-- begin --
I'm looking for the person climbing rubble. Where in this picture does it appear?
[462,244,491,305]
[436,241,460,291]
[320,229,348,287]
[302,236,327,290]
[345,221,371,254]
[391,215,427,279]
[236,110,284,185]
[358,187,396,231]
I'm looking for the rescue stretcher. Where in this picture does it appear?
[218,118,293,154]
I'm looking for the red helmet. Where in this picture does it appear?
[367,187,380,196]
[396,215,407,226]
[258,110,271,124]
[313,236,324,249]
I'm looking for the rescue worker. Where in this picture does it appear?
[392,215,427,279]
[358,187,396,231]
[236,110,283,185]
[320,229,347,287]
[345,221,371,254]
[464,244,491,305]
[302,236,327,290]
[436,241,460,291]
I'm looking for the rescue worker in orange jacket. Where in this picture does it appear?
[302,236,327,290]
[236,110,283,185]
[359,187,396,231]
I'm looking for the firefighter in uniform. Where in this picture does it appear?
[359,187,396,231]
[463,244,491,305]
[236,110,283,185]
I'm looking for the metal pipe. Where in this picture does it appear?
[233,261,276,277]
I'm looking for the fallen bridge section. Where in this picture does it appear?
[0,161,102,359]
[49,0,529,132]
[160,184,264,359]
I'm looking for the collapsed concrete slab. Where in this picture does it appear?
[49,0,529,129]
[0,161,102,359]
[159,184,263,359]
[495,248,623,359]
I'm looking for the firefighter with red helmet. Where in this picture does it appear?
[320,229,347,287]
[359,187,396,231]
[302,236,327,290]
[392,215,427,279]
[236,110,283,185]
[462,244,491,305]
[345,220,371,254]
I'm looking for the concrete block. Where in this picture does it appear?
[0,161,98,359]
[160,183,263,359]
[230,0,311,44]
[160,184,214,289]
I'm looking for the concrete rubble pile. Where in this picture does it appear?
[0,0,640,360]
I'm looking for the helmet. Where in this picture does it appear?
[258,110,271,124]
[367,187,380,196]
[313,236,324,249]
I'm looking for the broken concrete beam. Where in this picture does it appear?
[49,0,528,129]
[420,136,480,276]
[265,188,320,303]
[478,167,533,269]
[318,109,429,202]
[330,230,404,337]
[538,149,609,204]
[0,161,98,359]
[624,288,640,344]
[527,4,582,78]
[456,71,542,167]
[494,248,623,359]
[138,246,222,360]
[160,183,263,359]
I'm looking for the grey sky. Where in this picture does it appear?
-- end --
[Written instruction]:
Write out, as a JSON array of strings, the lines of the records above, starting with the line containing "I'm looking for the rescue worker in" and going on through the line containing "[495,248,623,359]". Give one string per line and omit any blank lines.

[Reply to the task]:
[
  "I'm looking for the rescue worker in orange jacket. Where in this picture does it appear?",
  "[302,236,327,290]",
  "[236,110,283,185]",
  "[359,187,396,231]",
  "I'm looking for the firefighter in uniform. Where in this picture does it appear?",
  "[359,187,396,231]",
  "[463,244,491,305]",
  "[236,110,283,185]",
  "I'm looking for the metal pipe. Where in this picture does it appear?",
  "[233,261,276,277]",
  "I'm looking for the fallen bridge section. Where in this picture does it appear?",
  "[0,161,102,359]",
  "[49,0,529,132]",
  "[160,184,264,359]",
  "I'm looking for the collapsed concrete slab. Where in this picture does it appear?",
  "[49,0,529,129]",
  "[0,161,102,359]",
  "[159,184,263,359]",
  "[495,248,623,359]"
]